**ABOUT THIS TASK**
All of the listing should be output exactly, apart from the pictures.

****************

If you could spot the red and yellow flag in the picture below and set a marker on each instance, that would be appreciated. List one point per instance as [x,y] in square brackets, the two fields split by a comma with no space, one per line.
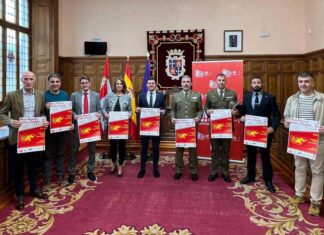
[130,88]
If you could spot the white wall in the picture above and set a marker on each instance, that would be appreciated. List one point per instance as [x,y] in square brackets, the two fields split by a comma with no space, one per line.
[314,25]
[123,24]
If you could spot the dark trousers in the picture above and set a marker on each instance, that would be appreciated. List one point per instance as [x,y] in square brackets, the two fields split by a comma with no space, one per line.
[121,145]
[19,161]
[220,156]
[55,149]
[265,157]
[156,151]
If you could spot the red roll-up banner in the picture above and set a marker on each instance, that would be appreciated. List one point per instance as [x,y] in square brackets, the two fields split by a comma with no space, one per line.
[203,80]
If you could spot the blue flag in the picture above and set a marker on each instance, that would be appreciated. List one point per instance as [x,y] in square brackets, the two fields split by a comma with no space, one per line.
[146,76]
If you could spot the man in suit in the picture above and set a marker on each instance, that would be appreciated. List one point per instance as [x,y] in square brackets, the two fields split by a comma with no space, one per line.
[83,101]
[186,104]
[220,98]
[150,99]
[260,103]
[27,102]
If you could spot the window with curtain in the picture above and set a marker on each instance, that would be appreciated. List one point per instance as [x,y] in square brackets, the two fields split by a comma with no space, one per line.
[15,35]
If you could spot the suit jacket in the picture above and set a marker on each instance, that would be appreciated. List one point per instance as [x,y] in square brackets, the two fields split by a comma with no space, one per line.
[14,104]
[111,100]
[186,108]
[267,108]
[214,101]
[76,99]
[159,101]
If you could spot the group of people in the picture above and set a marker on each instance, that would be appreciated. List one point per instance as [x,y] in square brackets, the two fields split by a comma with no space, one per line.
[186,104]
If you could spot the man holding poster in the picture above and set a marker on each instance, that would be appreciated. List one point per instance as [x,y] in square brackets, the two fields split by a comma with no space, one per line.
[260,103]
[308,104]
[28,103]
[55,142]
[151,100]
[83,102]
[186,104]
[221,99]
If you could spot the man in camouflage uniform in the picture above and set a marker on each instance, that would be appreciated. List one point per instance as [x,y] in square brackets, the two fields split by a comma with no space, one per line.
[186,104]
[220,98]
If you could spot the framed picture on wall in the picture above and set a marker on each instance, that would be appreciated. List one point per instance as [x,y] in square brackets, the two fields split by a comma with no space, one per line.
[233,40]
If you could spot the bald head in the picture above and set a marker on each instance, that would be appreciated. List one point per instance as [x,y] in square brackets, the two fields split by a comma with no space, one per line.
[28,79]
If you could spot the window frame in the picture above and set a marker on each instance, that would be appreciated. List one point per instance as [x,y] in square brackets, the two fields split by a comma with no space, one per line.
[17,28]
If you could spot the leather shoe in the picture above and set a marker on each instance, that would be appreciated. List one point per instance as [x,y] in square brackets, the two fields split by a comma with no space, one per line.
[39,194]
[194,177]
[226,178]
[20,203]
[156,174]
[91,176]
[247,180]
[177,176]
[212,177]
[141,174]
[71,179]
[270,186]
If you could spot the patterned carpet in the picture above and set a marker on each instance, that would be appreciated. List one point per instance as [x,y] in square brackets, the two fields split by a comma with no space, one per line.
[129,206]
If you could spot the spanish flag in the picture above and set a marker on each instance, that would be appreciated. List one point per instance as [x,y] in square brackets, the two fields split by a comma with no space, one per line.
[130,88]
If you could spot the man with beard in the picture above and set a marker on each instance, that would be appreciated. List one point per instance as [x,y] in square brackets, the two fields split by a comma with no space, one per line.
[186,104]
[220,98]
[260,103]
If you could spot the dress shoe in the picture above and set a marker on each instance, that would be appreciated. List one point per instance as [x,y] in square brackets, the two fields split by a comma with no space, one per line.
[156,174]
[247,180]
[120,171]
[140,174]
[20,203]
[113,168]
[177,176]
[226,178]
[39,194]
[270,186]
[212,177]
[91,176]
[194,177]
[71,179]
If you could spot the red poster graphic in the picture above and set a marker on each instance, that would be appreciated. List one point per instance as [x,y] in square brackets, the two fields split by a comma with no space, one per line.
[221,127]
[31,140]
[88,131]
[61,119]
[150,124]
[186,137]
[119,127]
[256,134]
[204,79]
[303,141]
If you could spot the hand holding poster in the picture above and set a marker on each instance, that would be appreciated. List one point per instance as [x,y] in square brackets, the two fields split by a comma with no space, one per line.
[221,124]
[255,131]
[31,135]
[303,138]
[89,128]
[150,122]
[60,116]
[185,133]
[118,125]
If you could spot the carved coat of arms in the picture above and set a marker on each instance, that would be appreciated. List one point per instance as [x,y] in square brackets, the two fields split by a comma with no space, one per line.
[175,64]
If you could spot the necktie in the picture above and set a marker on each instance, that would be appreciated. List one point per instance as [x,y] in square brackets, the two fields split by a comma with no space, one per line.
[85,103]
[151,100]
[256,103]
[221,93]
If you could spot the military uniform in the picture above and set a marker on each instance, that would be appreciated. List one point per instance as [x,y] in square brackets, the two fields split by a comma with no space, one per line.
[186,107]
[220,147]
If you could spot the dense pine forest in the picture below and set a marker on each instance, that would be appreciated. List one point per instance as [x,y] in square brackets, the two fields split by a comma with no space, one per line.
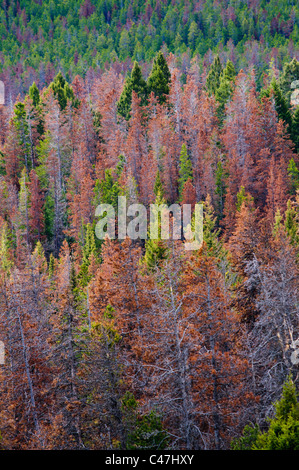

****************

**RESULT OF THIS EXERCISE**
If you could spot the red and yellow flag in the picture below and set a marker on each instance, that would be appreciated. List one point per instance as [x,y] in square brackets, the two fields split by a comma with no space, one per line.
[130,88]
If you could spot the white wall in the picture above and set a marker on each instance, that would be appreciated. List one point per instance as [x,y] in square brackets, the two fields split by a comma with no space, one per line.
[314,25]
[123,24]
If you could spot the dark trousers in the picture above and set a marker on each instance, that would be appreciated. List one point per instance as [x,y] in square brackets, the two fields split by a comma with no space, one per line.
[121,145]
[19,161]
[220,156]
[55,149]
[265,157]
[156,151]
If you could spot the red roll-up banner in the picture above and set a marker on each instance, that would be appreciated. List one point per instance as [x,y] in square brackets, the two fields split by a comma with no space, one per line.
[203,80]
If you could spot the blue flag in the picture above and set a marker on each instance, that would be appreciated. List one point per instance as [x,y] in square brackets, the two fields split by a comma with no space, one per line.
[146,76]
If you could spot the man in suit in the picture above and set a marker on each instance, that would be appreciated. List one point per instance as [x,y] in square brackets, the two fields split by a comma with no space, one per line.
[83,101]
[186,104]
[220,98]
[150,99]
[260,103]
[27,102]
If you could spot the window with curtain in the picture above and set a marker on each instance, that would be appreciated. List one point per instance as [x,y] in square brackets, the two fields split by a comma with no space, one per line.
[15,35]
If you could spot the suit jacket in the picture above and set a marker on each instance, that would be appreciated. List one point per instance as [x,y] in square brackets, the two fields split by a comma with no space, one per line.
[14,104]
[111,100]
[186,108]
[267,108]
[214,101]
[76,99]
[159,101]
If you could spot the group of people in the picture above and set a marker on each instance, that would be appreciated. List one point per instance as [x,y] in square brackets, the two fields split by a comma with no space, one per line.
[186,104]
If you could spot the man holding poster in the picture above and set a marker on each instance, that would be appreciated. List one point per instance as [x,y] in square brackets, the two fields split by a comma with no space, one per line.
[260,103]
[308,104]
[28,103]
[55,142]
[151,100]
[83,102]
[186,104]
[221,99]
If you could spot the man in camouflage uniform in the picture above and set a marker on each instance, that would be appreciated. List one point per instance as [x,y] in square brackets, the two fields split by a comma with no space, one per line.
[186,104]
[220,98]
If you could spot the framed picture on wall in the picture above and set a marker on each instance, that would be appreciated. List one point per instance as [x,y] in square brackets, the two fields split by a comma with no space, one per line.
[233,40]
If you could spot the bald head in the picture above and set a marker on each instance, that would be appreciated. List one point per instance as [x,y] in square brackets, the two fields split by a comma with no space, one per line.
[28,79]
If you could spot the window frame in the picture above and set a marker on each instance, that would be appreciated. List one point per instance as [x,y] in square brackets, the two fields split by a comma with no space, one per line.
[17,28]
If you could spot the leather shoe in the picture above and set a marker on each instance, that would be appreciated. List one point per instance as [x,y] in square brackets, the two fields split by a comma with no space, one per line.
[39,194]
[194,177]
[226,178]
[20,203]
[156,174]
[91,176]
[247,180]
[177,176]
[212,177]
[141,174]
[71,179]
[270,186]
If you could spot the patterned carpet in the picture above and set a marker on each instance, that would be appreciated. List one point per instance as [x,y] in square brackets, the two fields split by a comma with no space, one per line.
[129,206]
If you could spot the spanish flag in the picture above and set a marker on each instance, that would be appreciated. List one point per instance as [x,y] in square brackets, the two fields split by a comma with no space, one per line.
[130,88]
If you could spot the man with beard in the picture above and set a marker on each instance, that would be appreciated. List one point per instance as [x,y] in square brackets, the two fields split by a comma with no space, one per line.
[186,104]
[220,98]
[260,103]
If you could spot the dress shoe in the picture above and set a marker on each instance, that would be appreciated. List one point per instance as [x,y] in square brackets, the two fields split by a comma with no space, one per line.
[156,174]
[247,180]
[120,171]
[140,174]
[20,203]
[113,168]
[177,176]
[226,178]
[39,194]
[270,186]
[212,177]
[91,176]
[194,177]
[71,179]
If you could spot the red poster graphic in the picture above and set a marker on each instance, that would be appreciated. List one point per instance as [x,y] in square brackets, the two fields split by a comma with no space, one per line.
[221,127]
[31,140]
[88,131]
[61,119]
[150,124]
[186,137]
[119,127]
[256,134]
[204,79]
[303,141]
If you could spot the hand holding poster in the picture above and set a marker on each instance, that would be appreciated. List one point per instance as [x,y] in square brackets, the two fields split by a comma with no space, one per line.
[221,124]
[255,131]
[31,135]
[303,138]
[89,128]
[150,122]
[60,116]
[185,133]
[118,125]
If you could spot the carved coat of arms in the picture above and set a marker on each instance, that would be appreciated. List one point per instance as [x,y] in square brackets, the two fields split by a comma with no space, one per line.
[175,64]
If you could spot the necktie in the picture above and set a marker on each instance, that would be appreciated. List one point per instance as [x,y] in square brackets, the two fields split by a comma with no space, one per line.
[85,103]
[151,100]
[256,103]
[221,93]
If you could spot the military uniform in the picture above and set a marker on each instance, that would be appreciated. List one point per instance as [x,y] in square brackets, the two fields split by a comma with no space, one per line.
[186,107]
[220,147]
If you could spot the dense pine forest in the picture below and set a marker on each instance, that would be appreciated. List one point per instance as [x,y] in square brackets, the two fields split by a comma with no space, one per line.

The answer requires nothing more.